** BEGIN SOURCE DOCUMENT **
But, as Jane Miller (2004, 1) notes, “Even for works that are not inherently quantitative, one or two numeric facts can help convey the importance or context of your topic.” This peripheral use of QR employs numbers to provide useful detail, enrich descriptions, present background, or establish frames of reference. For instance, a paper tracing possible psychogenic pain mechanisms is centrally focused on the neuroscience of physical sensation. But a strong paper on this topic might use numbers to describe the incidence of the phenomena in an introductory paragraph. Similarly, a student might open an observational essay evaluating the nature of community in a contemporary American mall by discussing the demographics of mall shoppers or the geographic distribution of malls. Such a paper would be immeasurably improved by the use of precise quantitative information rather than unsubstantiated claims that “many” people “often” do such and such.
After assessing QR relevance, readers evaluate the extent of quantitative evidence present in the paper (section III of the scoring sheet) by choosing one three possible categories:
1. No explicit numerical evidence or quantitative reasoning. May include quasi-numeric references (i.e., “many,” “few,” “most,” “increased,” “fell,” etc.).
2. One or two instances of explicit numerical evidence or quantitative reasoning (perhaps in the introduction to set the context), but no more.
3. Explicit numerical evidence or quantitative reasoning is used throughout the paper.
At one extreme, the paper might include no explicit numerical evidence or quantitative reasoning. At the other, explicit QR might be present throughout. In between, an essay might include one or two instances of explicit QR (most often seen in an introduction or conclusion, though sometimes present in a single example or element of the argument). At this point, scorers are not asked to consider the quality of the evidence presented—which may be brilliant or wholly fallacious. Rather, scorers are asked to gauge the degree to which students call upon quantitative evidence in support of their arguments.
Sections IV and V of the scoring sheet call for quality assessment. Because it makes little sense to evaluate the use of QR when QR is irrelevant to the paper, these sections are not scored for QR-irrelevant essays. In section IV the reader records an evaluation of the overall quality of the use of QR in the paper on a
5
scale of 1 to 4. In high-scoring papers, the use of QR enhances the effectiveness of the paper, advancing the argument. By contrast, in low-scoring papers, the ineffectiveness or absence of QR substantially weakens the argument.
Table 1. Rubric Language for Assessing Quality of QR
A. In Papers where QR is Centrally Relevant
Quality Score 1 2 3 4
Use of numerical evidence is so poor that either it is impossible to evaluate the argument with the information presented or the argument is clearly fallacious. Perhaps key aspects of data collection methods are missing or critical aspects of data source credibility are left unexplored. The argument may exhibit glaring misinterpretation (for instance, deep confusion of correlation and causation). Numbers may be presented, but are not woven into the argument.
The use of numerical evidence is sufficient to allow the reader to follow the argument. But there may be times when information is missing or misused. Perhaps the use of numerical evidence itself is uneven. Or the data are presented effectively, but a lack of discussion of source credibility or methods makes a full evaluation of the argument impossible. Misinterpretations such as the confusion of correlation and causation may appear, but not in a way that fundamentally undermines the entire argument.
** END SOURCE DOCUMENT **
** BEGIN RECORDS FOR THE TASK **
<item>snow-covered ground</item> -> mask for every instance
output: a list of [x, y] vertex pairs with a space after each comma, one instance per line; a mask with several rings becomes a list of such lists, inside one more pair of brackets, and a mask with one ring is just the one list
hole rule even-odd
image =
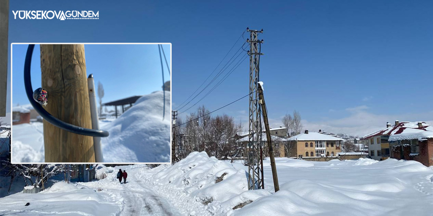
[[[163, 93], [144, 95], [117, 119], [99, 120], [99, 127], [110, 132], [101, 138], [105, 162], [160, 162], [170, 161], [170, 92], [165, 92], [165, 116], [162, 120]], [[14, 125], [12, 161], [45, 161], [43, 125], [41, 122]]]
[[[265, 189], [247, 190], [247, 168], [242, 163], [194, 152], [173, 166], [103, 167], [98, 172], [114, 171], [99, 181], [59, 183], [38, 194], [11, 195], [0, 199], [0, 215], [430, 216], [433, 212], [433, 167], [415, 161], [277, 158], [276, 193], [269, 161], [264, 162]], [[115, 179], [119, 168], [128, 173], [125, 184]], [[27, 202], [31, 205], [25, 206]]]

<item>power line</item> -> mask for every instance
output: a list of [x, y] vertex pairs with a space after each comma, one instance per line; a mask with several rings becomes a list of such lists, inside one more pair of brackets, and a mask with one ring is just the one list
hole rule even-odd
** END RECORDS FOR THE TASK **
- [TASKS TO CARRY OUT]
**A.** In the passage on assessing quantitative reasoning in student papers, which sections of the scoring sheet call for quality assessment?
**B.** Scale the labeling and segmentation records, beginning at their first line and stopping after the line that contains "205], [25, 206]]]". Reproduce all of those lines, requests included, with every coordinate in the answers multiplied by 2.1 and rounded to the nearest whole number (halves round up), and leave the pictures out.

- [ANSWERS TO THE PROBLEMS]
**A.** Sections IV and V.

**B.**
<item>snow-covered ground</item> -> mask for every instance
output: a list of [x, y] vertex pairs with a space after each comma, one instance per line; a mask with several rings becomes a list of such lists, inside one more pair of brackets, and a mask with one ring is just the one list
hole rule even-odd
image =
[[[342, 195], [302, 200], [246, 250], [208, 252], [208, 267], [231, 277], [212, 290], [221, 340], [336, 340], [357, 338], [357, 193], [347, 193], [347, 244], [340, 252]], [[29, 263], [25, 338], [95, 338], [90, 263], [86, 256]]]
[[[557, 397], [519, 399], [519, 353], [508, 342], [407, 319], [363, 349], [216, 351], [206, 361], [239, 359], [208, 380], [124, 384], [80, 407], [23, 410], [0, 418], [0, 452], [903, 454], [909, 445], [909, 351], [872, 338], [582, 332], [580, 405], [565, 338], [554, 340]], [[242, 376], [250, 353], [269, 363], [263, 386]], [[57, 424], [65, 431], [53, 433]]]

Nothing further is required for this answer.